PAGE EXCERPT start

In the industrial age of machines, there’s generally been a presumption of economies of scale. Our bookkeeping systems are oriented towards acquiring an asset, and depreciating it over the expected lifetime of the machine.
In an knowledge economy, does that presumption still work?
From 1997 …
A number of leading companies today are experimenting with a new way of organizing – the cellular form. Cellular organizations are built on the principles of entrepreneurship, self-organization and member organizations.
Source: Miles, Raymond E., Charles C. Snow, John A. Mathews, Grant Miles, and Henry J. Coleman. 1997. “Organizing in the Knowledge Age: Anticipating the Cellular Form.” The Academy of Management Executive (1993) 11 (4): 7–24.
In 1993, the IBM Consulting Group was formed on these principles. In history, IBM Consulting Group was absorbed under IBM Global Services in 1995, and by 1996, the cellular form was forgotten in the movement towards globalization.
I would be interested to hear a bit more about that. Was it not working? Was the idea of globalization at IBM, at that time, one of homogeneity in services? It seems like a truly globally-oriented and globally spanned organization would, optimally, be composed of a multicellular structure, locally appropriate and tailored.
My wild guess (totally unfounded) would be that someone took the model and tried to transplant it somewhere without consideration for locally appropriate (more like a franchise than a cell), and it didn’t fly, and the model was scrapped.
The decree was entered when the computer age was in its infancy on the basis of IBM’s conduct in the market for old-fashioned tabulating machines, which worked with punch cards. The decree’s protections, however, extended as well to electronic data processing machines.
The decree’s main provisions required the Armonk, New York–based IBM to sell its machines as well as lease them, and required IBM to provide service and sell parts for IBM computers after they were no longer owned by IBM. This created a market in used equipment that competed with IBM’s new machines and limited its monopoly power in the computer market.
There’s an argument against reductionism in IBM’s prior behaviour. IBM used to be famous for “taking care” of everything computer-related for a large scale enterprise business. This is a definition for an information system, rather than information technology, where IBM would provide hardware, software and services bundled into a package.
However, the consent decree effectively meant that IBM would get most of its revenue from computer hardware and operating systems. It never played much in application software, nor in consulting services. Many would say that the rise of Andersen Consulting (that would become Accenture) was the result of IBM not participating fully in computer services.

PAGE EXCERPT end

WHAT YOU WILL DO>
1) Answer these about the passage on IBM and the cellular form:
(a) In what year was the IBM Consulting Group formed?
(b) On what principles are cellular organizations built?
(c) What company did Andersen Consulting become?
2) Retype the passage on IBM and the cellular form from "Source: Miles, Raymond" up to and including "movement towards globalization.".
The material after this point is separate from the passage on IBM and the cellular form.

SUPPLIED MATERIAL start

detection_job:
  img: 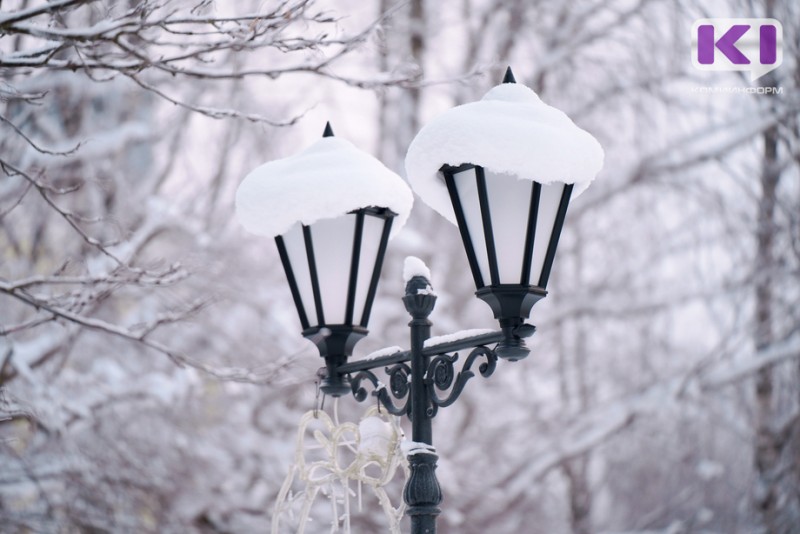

SUPPLIED MATERIAL end

THE SOLUTIONS>
1)
(a) 1993
(b) Entrepreneurship, self-organization and member organizations
(c) Accenture

2)
Source: Miles, Raymond E., Charles C. Snow, John A. Mathews, Grant Miles, and Henry J. Coleman. 1997. “Organizing in the Knowledge Age: Anticipating the Cellular Form.” The Academy of Management Executive (1993) 11 (4): 7–24.
In 1993, the IBM Consulting Group was formed on these principles. In history, IBM Consulting Group was absorbed under IBM Global Services in 1995, and by 1996, the cellular form was forgotten in the movement towards globalization.